Vu les autres pièces du dossier.

Vu :

- le code général des impôts et le livre des procédures fiscales ;

- la loi n° 79-587 du 11 juillet 1979 relative à la motivation des actes administratifs et à l'amélioration des relations entre l'administration et le public ;

- le code de justice administrative.

Les parties ont été régulièrement averties du jour de l'audience.

Ont été entendus au cours de l'audience publique :

- le rapport de Mme Terrade, premier conseiller,

- et les conclusions de M. Besse, rapporteur public.

■ **VOTRE TÂCHE**
Pouvez-vous recopier mot pour mot le passage du texte extrait qui commence à « Vu les autres » et se termine à « jour de l'audience. » ?

■ **DONNÉES EXTRAITES**
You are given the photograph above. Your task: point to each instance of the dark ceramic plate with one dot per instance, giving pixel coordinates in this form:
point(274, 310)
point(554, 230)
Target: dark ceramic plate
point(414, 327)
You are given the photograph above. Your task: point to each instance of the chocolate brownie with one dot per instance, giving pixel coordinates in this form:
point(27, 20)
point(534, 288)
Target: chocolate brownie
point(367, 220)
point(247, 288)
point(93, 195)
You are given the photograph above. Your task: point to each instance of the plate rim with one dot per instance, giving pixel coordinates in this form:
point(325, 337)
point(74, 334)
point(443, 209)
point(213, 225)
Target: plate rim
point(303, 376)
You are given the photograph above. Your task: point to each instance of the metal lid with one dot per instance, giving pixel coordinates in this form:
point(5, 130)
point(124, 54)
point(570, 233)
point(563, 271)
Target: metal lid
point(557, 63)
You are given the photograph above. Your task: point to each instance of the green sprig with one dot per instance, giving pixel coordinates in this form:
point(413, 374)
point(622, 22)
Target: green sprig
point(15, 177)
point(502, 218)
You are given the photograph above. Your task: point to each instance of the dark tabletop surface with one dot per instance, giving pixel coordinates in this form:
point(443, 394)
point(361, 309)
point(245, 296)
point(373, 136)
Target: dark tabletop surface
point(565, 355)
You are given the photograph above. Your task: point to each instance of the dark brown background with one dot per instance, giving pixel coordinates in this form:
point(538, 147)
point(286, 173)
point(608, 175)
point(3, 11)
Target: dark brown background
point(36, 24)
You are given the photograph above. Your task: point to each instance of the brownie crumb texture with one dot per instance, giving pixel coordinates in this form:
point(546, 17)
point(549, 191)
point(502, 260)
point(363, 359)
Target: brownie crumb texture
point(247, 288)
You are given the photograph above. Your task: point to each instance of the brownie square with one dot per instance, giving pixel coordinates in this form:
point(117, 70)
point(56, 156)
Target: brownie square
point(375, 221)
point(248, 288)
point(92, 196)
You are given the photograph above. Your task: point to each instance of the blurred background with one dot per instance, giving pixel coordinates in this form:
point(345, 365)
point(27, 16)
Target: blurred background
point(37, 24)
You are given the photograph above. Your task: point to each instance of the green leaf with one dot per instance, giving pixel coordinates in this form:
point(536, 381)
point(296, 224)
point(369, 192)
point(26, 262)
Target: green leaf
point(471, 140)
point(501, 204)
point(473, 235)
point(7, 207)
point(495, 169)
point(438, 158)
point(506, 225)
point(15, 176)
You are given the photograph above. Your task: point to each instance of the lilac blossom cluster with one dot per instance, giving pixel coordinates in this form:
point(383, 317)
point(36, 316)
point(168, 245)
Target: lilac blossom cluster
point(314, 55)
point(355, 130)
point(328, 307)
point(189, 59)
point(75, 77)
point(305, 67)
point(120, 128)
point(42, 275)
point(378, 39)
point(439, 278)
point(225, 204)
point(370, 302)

■ **RÉPONSE COMPLÈTE**
Vu les autres pièces du dossier.

Vu :

- le code général des impôts et le livre des procédures fiscales ;

- la loi n° 79-587 du 11 juillet 1979 relative à la motivation des actes administratifs et à l'amélioration des relations entre l'administration et le public ;

- le code de justice administrative.

Les parties ont été régulièrement averties du jour de l'audience.